ОТРЫВОК ТЕКСТА –
====

В последние годы социально-культурные антропологи сосредоточились на анализе соотношения этничностию и национализма. Проблема соотношения этничности и национализма была основательно рассмотрена К. Калхуном в его книге «Национализм». Калхун исходит из того, что «современные нации часто имеют исторические корни в старых этнических иден-тичностях. Но национализм — это особый способ осмысления коллективной идентичности, отличный от этничности, а сама этничность — это лишь один из способов организации коллективных идентичностей в прошлом. Тесно связанной с ним, но более базовой и глубокой была риторика родства и происхождения».
Многие этнические группы не только воспринимаются как основа нации, но и нередко заявляют о себе как таковые. Более того, само наименование многих наций происходит от этнонимов, т.е. от самоназваний этнических групп. Французская нация очевидно восприняла этноним «французы», шведская — «шведы», польская — «поляки» и т.д. Имя собственное доминирующей этнической группы присваивается и всему политическому сообществу. Но не все политические сообщества согласны и могут пользоваться этнонимом доминирующей культурной группы, да и сам этнический состав населения государства, его история и опыт взаимодействия культурных сообществ порой исключает возможность обозначения национальности, т.е. гражданской принадлежности представителей политического сообщества определенным этнонимом. Основное население Испании — Кастильцы, но нация называется испанской. Основное население Великобритании англичане, но нация называется британской. Основное население Китая — ханьцы, но нация называется китайской (миндзу).
Советский Союз в этом отношении был уникальным государством, ибо, во-первых, этнические определители здесь приобрели характер гражданских категорий, т.е. стали именоваться национальностями; а во-вторых, исходя из понимания этничности как основы социалистической нации осуществлялся процесс так называемого национально-государственного строительства. В Узбекистане, который приобрел статус союзной республики, осуществлялся процесс формирования единой узбекской этнической общности, на Алтае из более десятка самостоятельных этнических групп формировались алтайцы и т.д. Впрочем, и колониальные администрации западных стран весьма успешно занимались формированием этнических категорий.
Очевидно, что государство, административные границы и формирование культурных институтов, символов и маркеров приводили к созданию новых этнических групп, которые осознавались именно как таковые. Попытки некоторых интеллектуалов «отменить» коми-пермяцкую, алтайскую, молдавскую, азербайджанскую и прочие идентичности и возродить прежние не имели большого успеха, поскольку обратный процесс требовал таких же масштабных и последовательных усилий со стороны государства. Однако если этничность может конструироваться «сверху» с помощью государства, то возникает вопрос: а не формируется ли само государство столь же успешно «снизу», но посредством усилий этнических общностей и их интеллектуальных элит? Именно такой путь считают естественным и самым очевидным некоторые ученые, занимающиеся изучением национализма.

====

СТРОКИ ДАННЫХ –
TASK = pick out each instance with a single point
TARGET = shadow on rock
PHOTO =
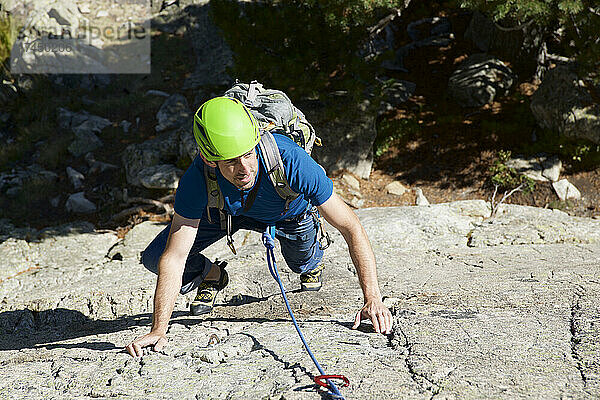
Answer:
(20, 329)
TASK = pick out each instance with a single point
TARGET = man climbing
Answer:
(228, 136)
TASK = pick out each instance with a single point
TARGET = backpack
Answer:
(275, 113)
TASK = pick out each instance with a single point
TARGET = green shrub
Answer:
(571, 26)
(507, 178)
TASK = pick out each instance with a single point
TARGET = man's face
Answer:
(240, 171)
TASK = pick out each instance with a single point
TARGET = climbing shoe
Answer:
(205, 298)
(312, 280)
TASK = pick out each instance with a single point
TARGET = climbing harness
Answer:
(323, 380)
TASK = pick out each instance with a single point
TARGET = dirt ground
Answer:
(450, 157)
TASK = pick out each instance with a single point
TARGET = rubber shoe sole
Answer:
(312, 281)
(204, 302)
(206, 296)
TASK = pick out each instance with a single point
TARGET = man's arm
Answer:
(338, 214)
(170, 272)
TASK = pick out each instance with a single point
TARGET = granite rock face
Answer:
(479, 79)
(503, 309)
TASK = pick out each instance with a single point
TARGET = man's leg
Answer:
(301, 250)
(197, 266)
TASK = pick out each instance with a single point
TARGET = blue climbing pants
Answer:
(297, 237)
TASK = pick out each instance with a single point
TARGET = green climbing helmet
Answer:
(224, 128)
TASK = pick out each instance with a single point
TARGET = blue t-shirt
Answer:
(304, 175)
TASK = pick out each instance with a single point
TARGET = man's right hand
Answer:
(157, 340)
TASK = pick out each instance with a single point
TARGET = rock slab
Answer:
(477, 314)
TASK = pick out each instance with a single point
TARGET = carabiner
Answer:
(320, 378)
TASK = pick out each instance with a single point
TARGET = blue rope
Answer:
(269, 243)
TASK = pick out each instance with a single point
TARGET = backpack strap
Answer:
(215, 200)
(275, 169)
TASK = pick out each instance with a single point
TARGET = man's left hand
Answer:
(379, 315)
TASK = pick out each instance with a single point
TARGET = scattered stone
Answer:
(125, 125)
(396, 94)
(11, 182)
(539, 167)
(573, 113)
(84, 8)
(85, 126)
(421, 200)
(551, 168)
(77, 203)
(396, 188)
(8, 91)
(566, 190)
(479, 79)
(351, 181)
(355, 202)
(55, 201)
(163, 176)
(97, 166)
(174, 113)
(160, 93)
(85, 142)
(75, 177)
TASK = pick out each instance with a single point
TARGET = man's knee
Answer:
(149, 261)
(150, 256)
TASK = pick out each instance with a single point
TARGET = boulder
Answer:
(174, 113)
(77, 203)
(573, 113)
(75, 177)
(520, 44)
(479, 79)
(420, 200)
(160, 150)
(565, 190)
(539, 167)
(213, 55)
(427, 32)
(396, 93)
(85, 126)
(348, 132)
(97, 166)
(396, 188)
(163, 176)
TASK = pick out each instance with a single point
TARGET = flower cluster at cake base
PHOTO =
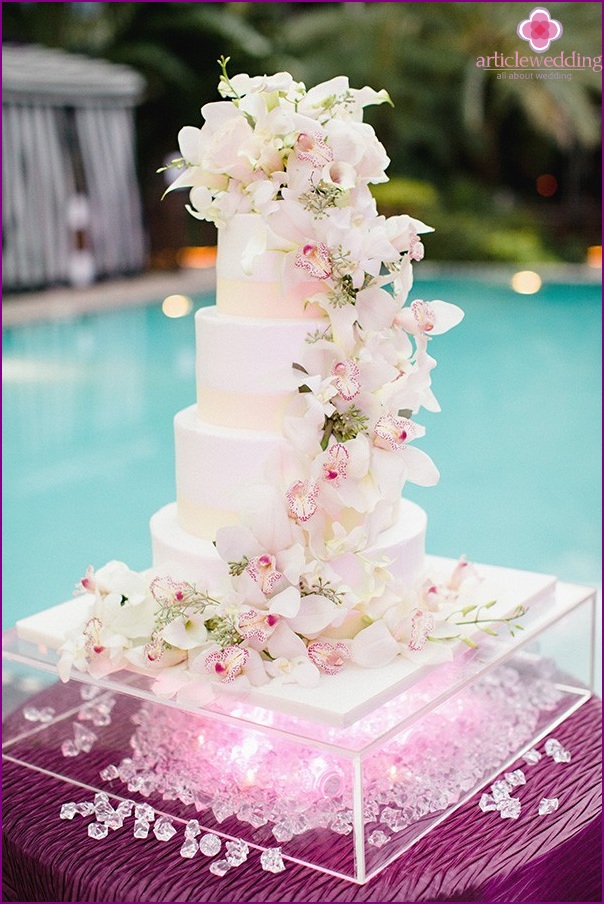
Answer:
(267, 618)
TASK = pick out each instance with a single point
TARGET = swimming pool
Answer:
(89, 402)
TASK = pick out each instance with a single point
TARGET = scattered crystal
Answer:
(531, 757)
(84, 738)
(515, 778)
(557, 752)
(141, 828)
(487, 802)
(189, 848)
(394, 818)
(237, 852)
(500, 790)
(192, 829)
(510, 808)
(548, 805)
(561, 756)
(378, 838)
(282, 832)
(46, 714)
(114, 820)
(272, 861)
(210, 845)
(125, 807)
(86, 808)
(222, 810)
(89, 691)
(97, 830)
(144, 812)
(103, 809)
(68, 748)
(219, 867)
(68, 811)
(163, 829)
(342, 824)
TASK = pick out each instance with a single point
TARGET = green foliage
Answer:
(456, 137)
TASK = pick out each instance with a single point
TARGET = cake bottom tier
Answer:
(403, 545)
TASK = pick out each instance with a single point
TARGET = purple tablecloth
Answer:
(472, 856)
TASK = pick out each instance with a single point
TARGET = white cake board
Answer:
(342, 699)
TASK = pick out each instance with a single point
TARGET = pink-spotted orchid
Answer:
(226, 664)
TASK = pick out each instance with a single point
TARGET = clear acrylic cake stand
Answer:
(343, 778)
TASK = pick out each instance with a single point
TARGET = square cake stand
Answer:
(344, 777)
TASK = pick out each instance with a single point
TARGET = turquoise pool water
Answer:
(89, 402)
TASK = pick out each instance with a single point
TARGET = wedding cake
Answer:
(289, 551)
(290, 610)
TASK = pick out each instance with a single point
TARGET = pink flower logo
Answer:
(539, 29)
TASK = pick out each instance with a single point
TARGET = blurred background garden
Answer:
(505, 170)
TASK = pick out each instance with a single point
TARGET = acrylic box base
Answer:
(346, 800)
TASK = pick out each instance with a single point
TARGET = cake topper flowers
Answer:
(298, 592)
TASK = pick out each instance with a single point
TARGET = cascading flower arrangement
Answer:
(300, 592)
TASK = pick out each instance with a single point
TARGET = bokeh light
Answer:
(177, 306)
(526, 282)
(546, 185)
(199, 257)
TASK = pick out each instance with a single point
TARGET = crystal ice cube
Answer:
(531, 757)
(378, 838)
(69, 748)
(341, 823)
(145, 812)
(556, 750)
(394, 818)
(46, 714)
(125, 808)
(189, 848)
(515, 778)
(283, 832)
(141, 828)
(210, 844)
(487, 802)
(219, 867)
(509, 808)
(192, 829)
(272, 861)
(83, 737)
(68, 811)
(163, 829)
(561, 756)
(237, 852)
(97, 830)
(88, 691)
(86, 808)
(500, 790)
(113, 820)
(222, 810)
(547, 805)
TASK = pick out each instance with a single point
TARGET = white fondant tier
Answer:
(403, 545)
(249, 274)
(213, 464)
(244, 367)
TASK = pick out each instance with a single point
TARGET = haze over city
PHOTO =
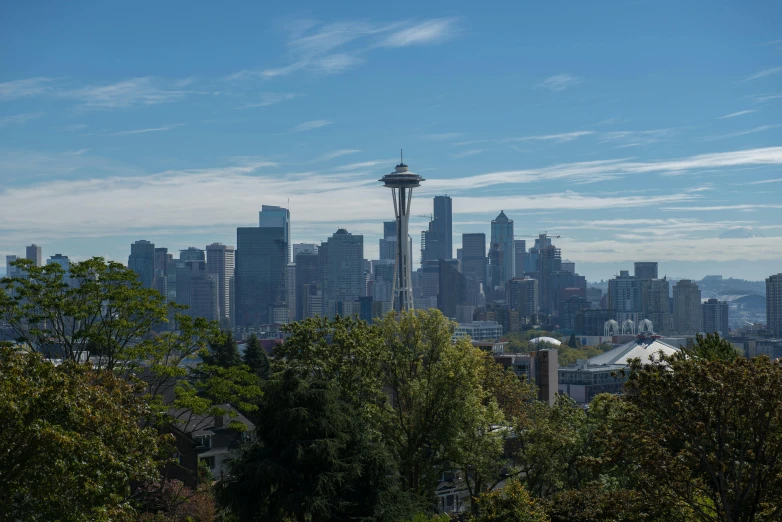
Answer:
(633, 130)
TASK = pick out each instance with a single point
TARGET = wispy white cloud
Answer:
(333, 48)
(763, 98)
(337, 154)
(590, 171)
(427, 32)
(75, 127)
(625, 139)
(24, 88)
(560, 138)
(144, 131)
(734, 114)
(754, 130)
(135, 91)
(467, 153)
(271, 98)
(310, 125)
(763, 74)
(19, 118)
(559, 82)
(712, 208)
(442, 136)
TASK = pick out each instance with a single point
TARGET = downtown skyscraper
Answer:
(142, 261)
(343, 275)
(502, 237)
(261, 260)
(220, 262)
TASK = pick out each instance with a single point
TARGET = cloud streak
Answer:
(334, 48)
(734, 114)
(763, 74)
(310, 125)
(559, 82)
(17, 119)
(144, 131)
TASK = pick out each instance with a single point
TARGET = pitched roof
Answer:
(642, 348)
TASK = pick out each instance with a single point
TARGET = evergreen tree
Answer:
(255, 357)
(313, 459)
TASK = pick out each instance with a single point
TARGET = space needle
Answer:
(402, 182)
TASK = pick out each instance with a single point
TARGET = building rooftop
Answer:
(643, 348)
(549, 340)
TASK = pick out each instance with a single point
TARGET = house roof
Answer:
(642, 348)
(207, 424)
(549, 340)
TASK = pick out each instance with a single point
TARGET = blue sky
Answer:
(635, 130)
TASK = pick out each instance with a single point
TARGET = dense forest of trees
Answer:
(358, 422)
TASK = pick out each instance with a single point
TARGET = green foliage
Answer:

====

ЗАДАНИЯ –
[1] Кто составляет основное население Испании, если верить отрывку об этничности и национализме?
[2] Замените в отрывке об этничности и национализме «союзной республики» на «автономной республики» и выпишите всё от «Советский Союз в» и до «формированием этнических категорий.».

ОТВЕТЫ –
[1] Кастильцы.

[2]
Советский Союз в этом отношении был уникальным государством, ибо, во-первых, этнические определители здесь приобрели характер гражданских категорий, т.е. стали именоваться национальностями; а во-вторых, исходя из понимания этничности как основы социалистической нации осуществлялся процесс так называемого национально-государственного строительства. В Узбекистане, который приобрел статус автономной республики, осуществлялся процесс формирования единой узбекской этнической общности, на Алтае из более десятка самостоятельных этнических групп формировались алтайцы и т.д. Впрочем, и колониальные администрации западных стран весьма успешно занимались формированием этнических категорий.